::: Source extract

= Herman Hedning =

Herman Hedning (lit. Herman the Heathen, known as Marwin Meathead in English editions) is a Swedish humorous comic strip, drawn and written by Jonas Darnell.

==History==
Herman Hedning first appeared in 1988 in Fantomen, the Swedish edition of The Phantom. Since then Jonas Darnell has written over 700 strips, and a number of longer stories, typically 8-10 pages. About 680 have been translated into English. The first of 20 albums was released in 1990, and the first magazine in 1998. Since 1998 there have been 130 issues, eight per year, except for 1998 and 1999, with 2 and 6 issues respectively, and a few years where nine issues were published.

Herman Hedning is published in Sweden, Norway and Finland, and is a steady seller, outlasting many of its contemporaries.

==Main characters==
The comic has three main protagonists, Herman Hedning (Marwin Meathead), Gammelman (Oldhead) and Lilleman (Shorthead).

Marwin Meathead is fat, sadistic, greedy, lazy and self-important, and possesses all the bad qualities imaginable in a human being. He always wears his helmet and carries a wooden club with a large nail through it, made of the core wood of an Arch-oak. He is continuously plotting against his two acquaintances, Oldhead and Shorthead. Despite his sadism, brutal nature and professed lack of intelligence, he is shown to be quite intelligent when it comes to certain subjects, as well as sometimes extremely cunning when it comes to making money, often by taking advantage of the trusting nature of others.

::::::
::: Extracted information

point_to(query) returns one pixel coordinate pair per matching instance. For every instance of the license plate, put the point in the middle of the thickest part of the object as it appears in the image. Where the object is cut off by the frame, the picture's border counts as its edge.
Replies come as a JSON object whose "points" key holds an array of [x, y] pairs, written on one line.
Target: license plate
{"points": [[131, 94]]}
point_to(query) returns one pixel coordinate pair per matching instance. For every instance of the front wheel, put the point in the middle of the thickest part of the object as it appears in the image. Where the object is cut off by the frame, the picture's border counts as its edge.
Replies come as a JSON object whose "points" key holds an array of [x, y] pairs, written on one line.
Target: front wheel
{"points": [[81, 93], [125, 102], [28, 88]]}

::::::

Direction:
Reproduce the passage of the Herman Hedning text starting with "Herman Hedning (lit." and going on through "issues were published.".

Exercise response:
Herman Hedning (lit. Herman the Heathen, known as Marwin Meathead in English editions) is a Swedish humorous comic strip, drawn and written by Jonas Darnell.

==History==
Herman Hedning first appeared in 1988 in Fantomen, the Swedish edition of The Phantom. Since then Jonas Darnell has written over 700 strips, and a number of longer stories, typically 8-10 pages. About 680 have been translated into English. The first of 20 albums was released in 1990, and the first magazine in 1998. Since 1998 there have been 130 issues, eight per year, except for 1998 and 1999, with 2 and 6 issues respectively, and a few years where nine issues were published.